**SET TASK:**
Update the rows below by replacing every "drop a point" with "place a point". Reproduce everything else unchanged.

Position annotation rows
•••
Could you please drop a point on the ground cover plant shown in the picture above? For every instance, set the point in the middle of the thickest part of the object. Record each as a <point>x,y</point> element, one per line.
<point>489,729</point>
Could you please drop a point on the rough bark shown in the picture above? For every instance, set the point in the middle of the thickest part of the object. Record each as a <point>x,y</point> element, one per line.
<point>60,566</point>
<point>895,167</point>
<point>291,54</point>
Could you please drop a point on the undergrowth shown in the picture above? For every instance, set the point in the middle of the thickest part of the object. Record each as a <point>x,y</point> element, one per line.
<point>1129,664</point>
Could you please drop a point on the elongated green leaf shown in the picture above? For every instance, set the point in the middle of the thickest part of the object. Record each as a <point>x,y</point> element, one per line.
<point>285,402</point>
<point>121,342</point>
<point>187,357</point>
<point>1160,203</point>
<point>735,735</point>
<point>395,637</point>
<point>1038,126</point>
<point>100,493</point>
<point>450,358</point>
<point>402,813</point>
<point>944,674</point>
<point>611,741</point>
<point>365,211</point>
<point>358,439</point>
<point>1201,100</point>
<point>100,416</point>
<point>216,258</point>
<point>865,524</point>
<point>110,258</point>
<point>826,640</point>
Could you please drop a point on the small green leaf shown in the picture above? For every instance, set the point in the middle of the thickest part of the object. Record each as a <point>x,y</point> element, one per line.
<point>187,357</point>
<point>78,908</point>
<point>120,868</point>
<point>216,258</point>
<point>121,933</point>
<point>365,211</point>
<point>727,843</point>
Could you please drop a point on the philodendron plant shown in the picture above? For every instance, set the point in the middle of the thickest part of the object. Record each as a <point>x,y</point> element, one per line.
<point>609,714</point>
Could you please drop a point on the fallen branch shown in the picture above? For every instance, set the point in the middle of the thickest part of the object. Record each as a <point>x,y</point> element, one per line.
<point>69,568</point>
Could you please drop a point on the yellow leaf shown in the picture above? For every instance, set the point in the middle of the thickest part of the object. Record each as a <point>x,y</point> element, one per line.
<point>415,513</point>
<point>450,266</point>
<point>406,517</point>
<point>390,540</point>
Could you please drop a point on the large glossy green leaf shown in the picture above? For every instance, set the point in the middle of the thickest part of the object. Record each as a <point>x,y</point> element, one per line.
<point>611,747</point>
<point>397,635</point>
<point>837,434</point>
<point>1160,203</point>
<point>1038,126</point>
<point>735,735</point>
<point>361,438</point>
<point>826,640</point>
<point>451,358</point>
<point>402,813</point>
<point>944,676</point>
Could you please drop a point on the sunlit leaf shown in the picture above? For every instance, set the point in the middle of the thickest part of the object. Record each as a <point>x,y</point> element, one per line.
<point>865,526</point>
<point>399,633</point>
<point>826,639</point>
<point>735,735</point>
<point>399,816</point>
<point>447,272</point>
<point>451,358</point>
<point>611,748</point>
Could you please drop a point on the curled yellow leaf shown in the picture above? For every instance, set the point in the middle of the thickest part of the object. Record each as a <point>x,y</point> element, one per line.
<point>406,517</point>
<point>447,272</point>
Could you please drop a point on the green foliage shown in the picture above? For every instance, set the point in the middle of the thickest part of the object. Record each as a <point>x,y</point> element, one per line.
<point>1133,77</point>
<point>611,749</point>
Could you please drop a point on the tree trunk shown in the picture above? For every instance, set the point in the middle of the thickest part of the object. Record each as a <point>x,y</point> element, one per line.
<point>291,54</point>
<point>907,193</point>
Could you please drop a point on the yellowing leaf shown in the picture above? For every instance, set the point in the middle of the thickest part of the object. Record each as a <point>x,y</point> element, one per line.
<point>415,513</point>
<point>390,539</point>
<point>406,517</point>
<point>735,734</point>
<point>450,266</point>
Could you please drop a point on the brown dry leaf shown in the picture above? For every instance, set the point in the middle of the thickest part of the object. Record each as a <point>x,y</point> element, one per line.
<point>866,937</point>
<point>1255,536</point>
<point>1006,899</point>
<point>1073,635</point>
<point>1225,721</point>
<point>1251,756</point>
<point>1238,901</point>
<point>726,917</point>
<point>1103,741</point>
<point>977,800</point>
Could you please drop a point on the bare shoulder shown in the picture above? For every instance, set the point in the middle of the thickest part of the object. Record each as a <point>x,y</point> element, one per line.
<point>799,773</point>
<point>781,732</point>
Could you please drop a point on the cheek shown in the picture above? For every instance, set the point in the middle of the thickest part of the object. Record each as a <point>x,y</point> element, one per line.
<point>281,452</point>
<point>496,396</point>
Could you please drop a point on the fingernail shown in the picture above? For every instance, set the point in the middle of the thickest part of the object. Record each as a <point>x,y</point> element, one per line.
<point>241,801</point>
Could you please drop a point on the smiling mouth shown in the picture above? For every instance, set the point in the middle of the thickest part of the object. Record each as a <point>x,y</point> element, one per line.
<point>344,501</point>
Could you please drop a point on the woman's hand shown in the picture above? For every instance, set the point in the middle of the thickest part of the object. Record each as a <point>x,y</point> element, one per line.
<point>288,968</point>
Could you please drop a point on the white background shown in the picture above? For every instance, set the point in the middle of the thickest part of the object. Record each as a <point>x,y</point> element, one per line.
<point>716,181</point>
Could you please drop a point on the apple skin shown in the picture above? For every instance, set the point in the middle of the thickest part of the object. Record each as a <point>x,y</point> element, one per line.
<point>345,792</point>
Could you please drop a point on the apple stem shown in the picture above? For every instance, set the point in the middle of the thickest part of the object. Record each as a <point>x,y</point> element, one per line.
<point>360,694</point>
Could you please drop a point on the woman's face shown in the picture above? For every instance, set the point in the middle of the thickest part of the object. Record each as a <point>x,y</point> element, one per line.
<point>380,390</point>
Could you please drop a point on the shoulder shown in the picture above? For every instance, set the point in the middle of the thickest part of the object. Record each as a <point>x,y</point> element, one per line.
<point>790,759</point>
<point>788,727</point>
•••
**TASK RESULT:**
Could you please place a point on the ground cover plant shown in the picture above? For every instance, set the point in the middle of the thickest part of the object. Record each as a <point>x,y</point> element, one per line.
<point>489,729</point>
Could you please place a point on the rough bark shown in the picture above? For every instance, set the point in the middle of the thickest part of the object. Record each as a <point>x,y</point> element, one per line.
<point>60,566</point>
<point>895,167</point>
<point>291,54</point>
Could you please place a point on the undergrowth shown in the picture above? For every instance, set the point in the middle of the thickest part of the object. Record each as a <point>x,y</point> element, one per line.
<point>1129,664</point>
Could you please place a point on the elongated green leaf shown in the picture above? For every instance, set the point in the middle of the thickest part of the object. Record each as a <point>x,y</point> element, one per line.
<point>285,402</point>
<point>121,342</point>
<point>187,357</point>
<point>1160,203</point>
<point>735,735</point>
<point>395,637</point>
<point>1038,126</point>
<point>100,493</point>
<point>450,358</point>
<point>402,813</point>
<point>944,674</point>
<point>611,741</point>
<point>365,211</point>
<point>358,439</point>
<point>1201,100</point>
<point>100,416</point>
<point>216,258</point>
<point>865,524</point>
<point>110,258</point>
<point>826,640</point>
Could you please place a point on the small green leaf shown in the picture above? For every instance, set the point in the middle of the thickest part of the object. Record each as a <point>x,y</point> element, one per line.
<point>187,357</point>
<point>78,908</point>
<point>120,868</point>
<point>216,258</point>
<point>121,933</point>
<point>365,211</point>
<point>727,843</point>
Could you please place a point on the philodendron plant shown in the picture above? For every instance, set the point in the middle of the thickest part of the object. Record each as a <point>x,y</point> element, one per line.
<point>609,714</point>
Could you please place a point on the fallen branch shown in the picture above? For every instance, set the point in the middle of the thickest part of the object. Record each as a <point>x,y</point> element, one per line.
<point>69,568</point>
Could you please place a point on the yellow leaf shown in the picture above? For every instance, set the point in the middle of the thickest part of the object. Record each as a <point>x,y</point> element, one per line.
<point>415,513</point>
<point>450,266</point>
<point>406,517</point>
<point>390,540</point>
Could you please place a point on the large glossy green leaf shown in the picture above? For every instance, set the point in the middle of the thickest part of the object. Record each as a <point>x,y</point> element, one per line.
<point>611,747</point>
<point>397,635</point>
<point>837,434</point>
<point>1160,203</point>
<point>1038,126</point>
<point>735,735</point>
<point>361,438</point>
<point>826,640</point>
<point>451,358</point>
<point>402,813</point>
<point>944,676</point>
Could you please place a point on the sunlit leaf shown in the picture above? For every instance, set the point in the middle of the thickest part of the object. Record each as a <point>x,y</point> element, one per line.
<point>865,526</point>
<point>399,633</point>
<point>826,639</point>
<point>735,735</point>
<point>399,816</point>
<point>447,272</point>
<point>451,358</point>
<point>611,748</point>
Could you please place a point on the curled yellow leaf shown in the picture above? For every instance, set the point in the middle of the thickest part of the object. Record each as a <point>x,y</point> element, one per line.
<point>406,517</point>
<point>447,272</point>
Could you please place a point on the green foliage shown in the picture above? For every instance, set the point in the middle of the thickest part of the object. Record each as a <point>x,y</point> element, one per line.
<point>1133,77</point>
<point>611,749</point>
Could you please place a point on the tree trunk shown in the picture above? For every instance, set the point in the middle of the thickest part of the object. Record each as a <point>x,y</point> element, one per line.
<point>291,54</point>
<point>907,193</point>
Could you please place a point on the yellowing leaf shown in the picture above? For every instance, set the point in the middle of the thickest part of the object. Record each as a <point>x,y</point> element, one per line.
<point>415,513</point>
<point>390,539</point>
<point>406,517</point>
<point>735,734</point>
<point>450,266</point>
Could you please place a point on the brown dry leaf shown in the picture above? For every instance, set the point in the middle of the thickest part of the object. Record each as a <point>x,y</point> element, one per line.
<point>866,937</point>
<point>1255,536</point>
<point>1006,899</point>
<point>1073,635</point>
<point>1225,721</point>
<point>1251,756</point>
<point>1238,901</point>
<point>726,917</point>
<point>1103,741</point>
<point>977,800</point>
Could you please place a point on the bare shoulder shown in the picture above? For every instance, set the point in the middle of the thickest part of the object. Record each as a <point>x,y</point> element, one per line.
<point>799,773</point>
<point>781,732</point>
Could you please place a point on the cheek shown in the picture above? For every instance, set the point in the middle of the thickest part of the object. Record each as a <point>x,y</point> element, one per line.
<point>281,452</point>
<point>496,396</point>
Could you please place a point on the fingernail shown in the picture above? For every instance, set the point in the middle of the thickest part of the object. Record each as a <point>x,y</point> element, one per line.
<point>241,801</point>
Could you please place a point on the smiling mouth shown in the picture above? For every instance, set the point in the middle of the thickest part of the object. Record each as a <point>x,y</point> element, one per line.
<point>344,501</point>
Could you please place a point on the woman's hand shown in the picture above? For every instance, set the point in the middle of the thickest part of the object. Record each as a <point>x,y</point> element, one per line.
<point>288,968</point>
Could you please place a point on the white background shown in the picture above? For every instance, set the point in the middle of the thickest part of the object. Record each as a <point>x,y</point> element, one per line.
<point>716,181</point>
Could you please place a point on the apple skin shown in the picture above? For every instance, set the point in the middle of the thickest part of the object. Record each as a <point>x,y</point> element, one per line.
<point>345,792</point>
Could you please place a point on the apple stem shown in the picture above? For every instance, set the point in the middle of the thickest part of the object. Record each as a <point>x,y</point> element, one per line.
<point>360,694</point>
Could you please place a point on the woman's face shown in the picture above? For every instance, set the point in the middle of the thickest part of the object. Record each as a <point>x,y</point> element, one per line.
<point>380,390</point>
Could you please place a point on the shoulder shown in the picture above? For every instance, set the point in the middle of the thickest part of the object. Record each as a <point>x,y</point> element, one per line.
<point>790,759</point>
<point>788,727</point>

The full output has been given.